### Material shown:

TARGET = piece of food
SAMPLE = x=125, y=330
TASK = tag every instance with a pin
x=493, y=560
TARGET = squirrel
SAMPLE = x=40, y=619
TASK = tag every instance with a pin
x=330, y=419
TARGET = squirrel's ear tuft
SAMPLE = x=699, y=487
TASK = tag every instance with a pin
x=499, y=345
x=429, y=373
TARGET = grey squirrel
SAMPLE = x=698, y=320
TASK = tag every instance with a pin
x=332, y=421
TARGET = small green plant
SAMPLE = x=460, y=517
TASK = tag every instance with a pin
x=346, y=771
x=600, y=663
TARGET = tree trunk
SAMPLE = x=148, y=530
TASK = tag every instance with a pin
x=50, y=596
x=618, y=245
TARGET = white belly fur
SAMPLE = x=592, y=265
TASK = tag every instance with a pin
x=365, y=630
==
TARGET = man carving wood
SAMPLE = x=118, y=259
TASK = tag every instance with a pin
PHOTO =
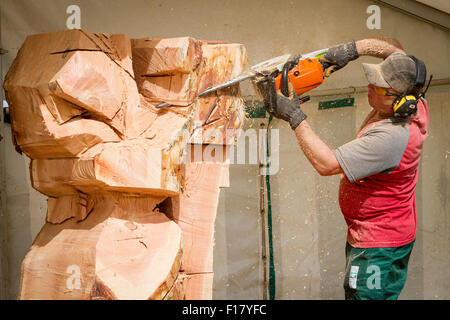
* * *
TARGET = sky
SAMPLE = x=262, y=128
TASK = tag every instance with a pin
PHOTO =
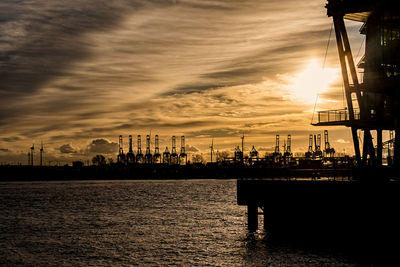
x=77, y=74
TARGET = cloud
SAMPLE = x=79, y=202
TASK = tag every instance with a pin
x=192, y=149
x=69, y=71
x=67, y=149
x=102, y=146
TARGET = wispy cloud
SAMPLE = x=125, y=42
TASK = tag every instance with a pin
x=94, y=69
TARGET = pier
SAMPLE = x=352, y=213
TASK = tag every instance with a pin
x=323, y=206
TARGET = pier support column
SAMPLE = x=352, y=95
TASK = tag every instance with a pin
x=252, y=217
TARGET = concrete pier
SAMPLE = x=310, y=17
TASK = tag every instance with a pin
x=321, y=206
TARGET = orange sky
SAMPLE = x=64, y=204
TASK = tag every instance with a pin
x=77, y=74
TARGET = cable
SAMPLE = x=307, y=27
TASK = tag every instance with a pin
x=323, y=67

### Written exercise:
Lay out the part of the items above that opens with the line containing "TARGET = piece of food" and closes with the line containing "x=332, y=421" as a JSON list of strings, one string per line, leaving out any blank lines.

### Complete response:
[
  "TARGET = piece of food",
  "SAMPLE = x=125, y=330",
  "TASK = tag every instance with a pin",
  "x=493, y=560",
  "TARGET = squirrel",
  "SAMPLE = x=40, y=619",
  "TASK = tag every instance with a pin",
  "x=330, y=419",
  "TARGET = squirrel's ear tuft",
  "SAMPLE = x=699, y=487",
  "TASK = tag every instance with a pin",
  "x=499, y=345",
  "x=429, y=373",
  "TARGET = grey squirrel",
  "SAMPLE = x=698, y=320",
  "TASK = tag every instance with a pin",
  "x=332, y=421"
]